■ Dataset records
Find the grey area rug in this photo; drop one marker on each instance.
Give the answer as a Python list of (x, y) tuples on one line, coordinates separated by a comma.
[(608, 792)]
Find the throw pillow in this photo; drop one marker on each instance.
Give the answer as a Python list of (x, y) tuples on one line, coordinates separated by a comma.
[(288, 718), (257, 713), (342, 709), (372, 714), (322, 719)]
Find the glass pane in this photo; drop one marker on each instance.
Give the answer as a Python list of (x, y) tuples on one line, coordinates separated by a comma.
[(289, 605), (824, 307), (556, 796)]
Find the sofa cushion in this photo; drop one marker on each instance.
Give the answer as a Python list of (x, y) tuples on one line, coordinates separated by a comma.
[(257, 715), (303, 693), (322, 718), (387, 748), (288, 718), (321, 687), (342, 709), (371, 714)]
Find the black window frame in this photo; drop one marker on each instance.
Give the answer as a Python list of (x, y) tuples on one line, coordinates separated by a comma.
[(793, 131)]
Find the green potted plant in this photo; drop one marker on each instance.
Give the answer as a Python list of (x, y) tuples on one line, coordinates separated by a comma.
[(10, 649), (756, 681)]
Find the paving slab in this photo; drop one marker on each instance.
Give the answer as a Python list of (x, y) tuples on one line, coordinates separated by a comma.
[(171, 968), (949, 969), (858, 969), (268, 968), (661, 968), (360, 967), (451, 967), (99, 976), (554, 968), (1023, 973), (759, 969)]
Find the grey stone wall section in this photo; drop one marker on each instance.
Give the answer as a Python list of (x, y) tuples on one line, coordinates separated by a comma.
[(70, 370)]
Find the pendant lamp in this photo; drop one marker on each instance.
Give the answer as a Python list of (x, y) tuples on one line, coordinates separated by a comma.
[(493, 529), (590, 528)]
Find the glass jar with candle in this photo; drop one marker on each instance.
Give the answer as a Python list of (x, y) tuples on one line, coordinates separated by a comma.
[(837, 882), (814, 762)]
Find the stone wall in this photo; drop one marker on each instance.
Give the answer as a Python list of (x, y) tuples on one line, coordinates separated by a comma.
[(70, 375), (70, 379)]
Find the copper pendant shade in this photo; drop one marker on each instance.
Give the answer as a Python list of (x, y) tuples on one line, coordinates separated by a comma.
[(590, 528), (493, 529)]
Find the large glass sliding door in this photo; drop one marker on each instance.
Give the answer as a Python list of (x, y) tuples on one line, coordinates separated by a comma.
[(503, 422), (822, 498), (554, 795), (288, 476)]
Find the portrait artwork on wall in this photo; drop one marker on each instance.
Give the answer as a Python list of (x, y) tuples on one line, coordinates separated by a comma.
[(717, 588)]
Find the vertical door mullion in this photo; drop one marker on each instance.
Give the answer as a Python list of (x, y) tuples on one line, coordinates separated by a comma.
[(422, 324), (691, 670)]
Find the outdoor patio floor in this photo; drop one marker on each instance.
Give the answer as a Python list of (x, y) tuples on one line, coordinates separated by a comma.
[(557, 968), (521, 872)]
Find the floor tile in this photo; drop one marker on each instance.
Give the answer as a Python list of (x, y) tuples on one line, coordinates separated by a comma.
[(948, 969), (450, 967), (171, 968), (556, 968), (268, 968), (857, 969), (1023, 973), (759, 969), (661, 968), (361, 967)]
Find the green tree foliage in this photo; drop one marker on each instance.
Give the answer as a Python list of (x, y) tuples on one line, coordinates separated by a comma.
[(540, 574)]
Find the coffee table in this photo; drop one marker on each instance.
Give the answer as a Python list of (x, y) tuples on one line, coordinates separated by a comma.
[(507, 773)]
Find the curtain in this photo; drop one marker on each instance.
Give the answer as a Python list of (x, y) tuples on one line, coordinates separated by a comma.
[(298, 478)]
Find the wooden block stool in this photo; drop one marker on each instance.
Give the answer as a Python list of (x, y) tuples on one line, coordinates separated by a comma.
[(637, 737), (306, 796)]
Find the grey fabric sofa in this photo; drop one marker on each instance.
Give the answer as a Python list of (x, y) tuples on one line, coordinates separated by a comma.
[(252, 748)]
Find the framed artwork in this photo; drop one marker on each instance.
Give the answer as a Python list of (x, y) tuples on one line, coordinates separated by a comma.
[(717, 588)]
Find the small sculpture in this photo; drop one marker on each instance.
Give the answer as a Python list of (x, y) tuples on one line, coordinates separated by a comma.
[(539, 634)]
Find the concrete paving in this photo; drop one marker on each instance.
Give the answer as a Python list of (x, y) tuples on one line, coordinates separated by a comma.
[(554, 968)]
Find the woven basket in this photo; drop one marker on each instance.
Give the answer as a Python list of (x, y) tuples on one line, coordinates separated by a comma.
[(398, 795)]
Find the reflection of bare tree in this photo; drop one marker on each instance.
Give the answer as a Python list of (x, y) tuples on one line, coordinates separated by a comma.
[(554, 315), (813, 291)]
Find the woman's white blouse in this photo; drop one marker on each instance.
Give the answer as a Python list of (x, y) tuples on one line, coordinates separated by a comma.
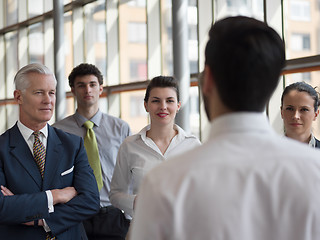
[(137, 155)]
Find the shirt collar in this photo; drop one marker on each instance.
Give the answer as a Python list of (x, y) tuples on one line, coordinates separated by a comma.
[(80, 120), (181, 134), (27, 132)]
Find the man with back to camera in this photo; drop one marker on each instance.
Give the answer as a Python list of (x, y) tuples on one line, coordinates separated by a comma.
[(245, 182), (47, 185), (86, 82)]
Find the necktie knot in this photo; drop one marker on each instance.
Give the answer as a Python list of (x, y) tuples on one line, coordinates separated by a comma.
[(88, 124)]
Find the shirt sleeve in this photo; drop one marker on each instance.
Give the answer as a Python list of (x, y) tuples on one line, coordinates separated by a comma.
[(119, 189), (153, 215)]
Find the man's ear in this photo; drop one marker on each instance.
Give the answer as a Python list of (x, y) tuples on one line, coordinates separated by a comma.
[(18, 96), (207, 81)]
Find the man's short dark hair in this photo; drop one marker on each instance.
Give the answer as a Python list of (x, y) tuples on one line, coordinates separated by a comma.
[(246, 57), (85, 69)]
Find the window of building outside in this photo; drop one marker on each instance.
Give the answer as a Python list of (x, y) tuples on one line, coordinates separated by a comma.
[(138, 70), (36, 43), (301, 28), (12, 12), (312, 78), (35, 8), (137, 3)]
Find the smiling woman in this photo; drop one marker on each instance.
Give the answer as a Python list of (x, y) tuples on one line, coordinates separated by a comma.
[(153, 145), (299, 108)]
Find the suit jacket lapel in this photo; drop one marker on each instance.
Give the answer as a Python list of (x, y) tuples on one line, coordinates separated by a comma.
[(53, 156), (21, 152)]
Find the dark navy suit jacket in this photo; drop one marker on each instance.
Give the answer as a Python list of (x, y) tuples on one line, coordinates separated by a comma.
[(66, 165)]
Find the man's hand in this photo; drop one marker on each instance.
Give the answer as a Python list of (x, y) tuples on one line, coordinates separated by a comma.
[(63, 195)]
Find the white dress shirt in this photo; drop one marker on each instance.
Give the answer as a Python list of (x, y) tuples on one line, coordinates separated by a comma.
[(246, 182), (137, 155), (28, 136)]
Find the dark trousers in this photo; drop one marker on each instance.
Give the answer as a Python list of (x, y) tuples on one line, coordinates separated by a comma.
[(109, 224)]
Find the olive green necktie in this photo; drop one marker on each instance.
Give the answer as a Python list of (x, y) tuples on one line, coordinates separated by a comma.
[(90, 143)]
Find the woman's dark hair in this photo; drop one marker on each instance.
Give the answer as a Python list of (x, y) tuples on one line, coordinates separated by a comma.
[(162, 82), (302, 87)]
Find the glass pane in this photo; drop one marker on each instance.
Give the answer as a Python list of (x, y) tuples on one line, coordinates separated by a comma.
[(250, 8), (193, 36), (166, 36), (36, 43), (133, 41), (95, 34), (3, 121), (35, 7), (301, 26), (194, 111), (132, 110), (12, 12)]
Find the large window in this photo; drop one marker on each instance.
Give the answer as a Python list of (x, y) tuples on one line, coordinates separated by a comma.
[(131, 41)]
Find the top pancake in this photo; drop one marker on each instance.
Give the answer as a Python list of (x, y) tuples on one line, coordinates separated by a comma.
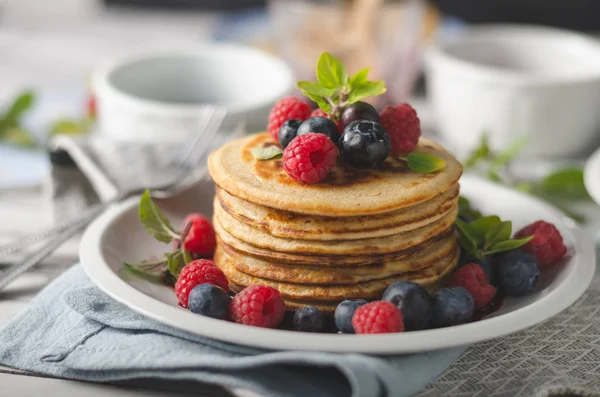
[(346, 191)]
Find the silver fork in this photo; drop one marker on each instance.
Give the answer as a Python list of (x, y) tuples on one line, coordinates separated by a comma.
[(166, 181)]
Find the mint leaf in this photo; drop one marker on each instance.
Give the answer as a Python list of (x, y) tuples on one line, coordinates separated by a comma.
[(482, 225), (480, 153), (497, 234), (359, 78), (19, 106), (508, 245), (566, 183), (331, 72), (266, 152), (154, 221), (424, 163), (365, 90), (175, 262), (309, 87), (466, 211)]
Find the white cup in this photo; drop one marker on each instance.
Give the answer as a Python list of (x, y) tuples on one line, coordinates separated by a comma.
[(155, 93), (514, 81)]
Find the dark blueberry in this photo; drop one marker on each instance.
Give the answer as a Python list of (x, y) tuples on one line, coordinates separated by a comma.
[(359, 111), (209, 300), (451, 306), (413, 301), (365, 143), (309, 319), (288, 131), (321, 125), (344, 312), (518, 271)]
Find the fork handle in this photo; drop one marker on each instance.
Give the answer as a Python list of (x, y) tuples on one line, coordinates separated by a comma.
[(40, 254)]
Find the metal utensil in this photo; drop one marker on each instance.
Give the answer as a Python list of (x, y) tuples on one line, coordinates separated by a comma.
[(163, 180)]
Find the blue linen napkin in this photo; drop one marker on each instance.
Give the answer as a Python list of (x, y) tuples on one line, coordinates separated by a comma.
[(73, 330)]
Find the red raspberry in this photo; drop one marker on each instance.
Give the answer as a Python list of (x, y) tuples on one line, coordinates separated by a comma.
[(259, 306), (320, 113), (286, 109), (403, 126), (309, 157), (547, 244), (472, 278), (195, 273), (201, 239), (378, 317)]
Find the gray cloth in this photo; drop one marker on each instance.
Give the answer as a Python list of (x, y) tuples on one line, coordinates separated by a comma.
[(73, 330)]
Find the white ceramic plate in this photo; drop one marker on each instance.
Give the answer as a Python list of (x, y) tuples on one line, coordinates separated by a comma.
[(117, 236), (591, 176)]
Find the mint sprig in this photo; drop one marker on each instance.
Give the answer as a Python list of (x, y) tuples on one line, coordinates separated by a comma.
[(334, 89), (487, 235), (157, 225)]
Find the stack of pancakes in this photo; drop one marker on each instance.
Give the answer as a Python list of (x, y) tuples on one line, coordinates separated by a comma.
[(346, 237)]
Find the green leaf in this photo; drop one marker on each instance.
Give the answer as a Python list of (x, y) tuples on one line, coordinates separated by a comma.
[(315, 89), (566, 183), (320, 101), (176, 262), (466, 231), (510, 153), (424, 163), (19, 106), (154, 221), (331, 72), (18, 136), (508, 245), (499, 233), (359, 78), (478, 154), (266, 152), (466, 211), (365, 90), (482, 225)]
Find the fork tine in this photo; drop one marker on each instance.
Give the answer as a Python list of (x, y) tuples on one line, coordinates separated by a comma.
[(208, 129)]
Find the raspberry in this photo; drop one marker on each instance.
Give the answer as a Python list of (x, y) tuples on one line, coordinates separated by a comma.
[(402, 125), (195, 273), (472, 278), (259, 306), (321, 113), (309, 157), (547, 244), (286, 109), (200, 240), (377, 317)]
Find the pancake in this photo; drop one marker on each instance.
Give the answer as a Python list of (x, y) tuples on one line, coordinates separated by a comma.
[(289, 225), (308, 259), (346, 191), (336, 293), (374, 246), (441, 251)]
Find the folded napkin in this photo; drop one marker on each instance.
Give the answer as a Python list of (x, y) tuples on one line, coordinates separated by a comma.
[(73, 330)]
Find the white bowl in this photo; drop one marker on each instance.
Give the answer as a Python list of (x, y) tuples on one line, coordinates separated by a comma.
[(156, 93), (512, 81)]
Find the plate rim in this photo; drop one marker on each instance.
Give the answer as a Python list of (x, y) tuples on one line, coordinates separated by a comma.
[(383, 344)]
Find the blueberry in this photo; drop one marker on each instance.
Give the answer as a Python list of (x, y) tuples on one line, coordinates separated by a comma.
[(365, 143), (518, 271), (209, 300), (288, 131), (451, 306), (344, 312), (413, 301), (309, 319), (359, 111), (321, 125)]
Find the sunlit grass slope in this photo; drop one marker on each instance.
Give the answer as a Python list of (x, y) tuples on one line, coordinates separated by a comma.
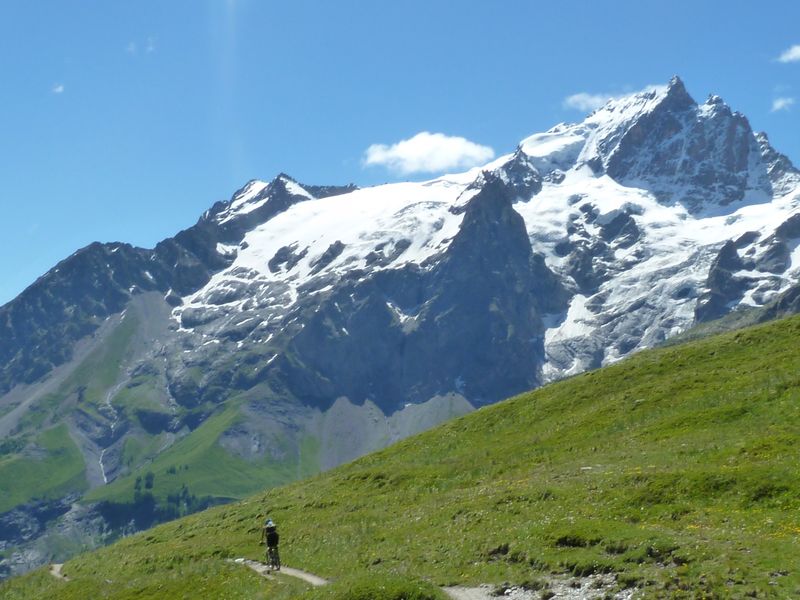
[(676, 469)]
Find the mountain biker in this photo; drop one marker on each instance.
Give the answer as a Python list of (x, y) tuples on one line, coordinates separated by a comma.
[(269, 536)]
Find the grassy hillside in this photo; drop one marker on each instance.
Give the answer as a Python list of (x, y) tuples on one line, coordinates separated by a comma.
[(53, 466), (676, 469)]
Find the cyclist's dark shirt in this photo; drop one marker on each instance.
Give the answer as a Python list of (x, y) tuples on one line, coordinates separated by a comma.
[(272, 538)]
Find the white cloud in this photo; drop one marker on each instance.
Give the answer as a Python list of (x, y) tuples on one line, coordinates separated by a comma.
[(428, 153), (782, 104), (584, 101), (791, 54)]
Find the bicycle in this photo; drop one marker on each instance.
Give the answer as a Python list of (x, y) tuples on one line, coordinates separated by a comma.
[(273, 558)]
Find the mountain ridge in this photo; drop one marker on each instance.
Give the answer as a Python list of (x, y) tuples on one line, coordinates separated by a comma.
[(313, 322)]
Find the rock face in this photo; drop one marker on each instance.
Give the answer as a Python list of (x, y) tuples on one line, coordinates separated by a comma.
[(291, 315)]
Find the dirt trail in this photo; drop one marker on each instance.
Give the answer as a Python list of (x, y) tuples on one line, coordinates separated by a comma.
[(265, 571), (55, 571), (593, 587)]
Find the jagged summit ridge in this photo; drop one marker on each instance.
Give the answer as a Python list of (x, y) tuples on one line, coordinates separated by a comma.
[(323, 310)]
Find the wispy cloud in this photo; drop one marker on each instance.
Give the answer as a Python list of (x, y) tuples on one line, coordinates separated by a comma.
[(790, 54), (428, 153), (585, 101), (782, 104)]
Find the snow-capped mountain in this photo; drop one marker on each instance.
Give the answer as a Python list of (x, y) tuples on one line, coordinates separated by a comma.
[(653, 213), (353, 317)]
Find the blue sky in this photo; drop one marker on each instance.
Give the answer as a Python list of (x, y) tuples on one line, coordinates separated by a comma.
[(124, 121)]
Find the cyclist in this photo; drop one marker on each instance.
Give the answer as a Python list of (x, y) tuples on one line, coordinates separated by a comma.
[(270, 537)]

■ The exercise
Rewrite the stretch from the line containing "Find the sofa" through the line containing "709), (371, 714)]", swapping "sofa cushion" for "couch cushion" and leaving everything else unchanged. Return only those lines.

■ Answer below
Find the couch cushion in this photo; drop one marker on each instance.
Give the answer as a Python list of (x, y) tuples on one line, coordinates separated by a comma.
[(257, 715), (303, 693), (322, 718), (387, 748), (288, 718), (321, 687), (342, 709), (371, 714)]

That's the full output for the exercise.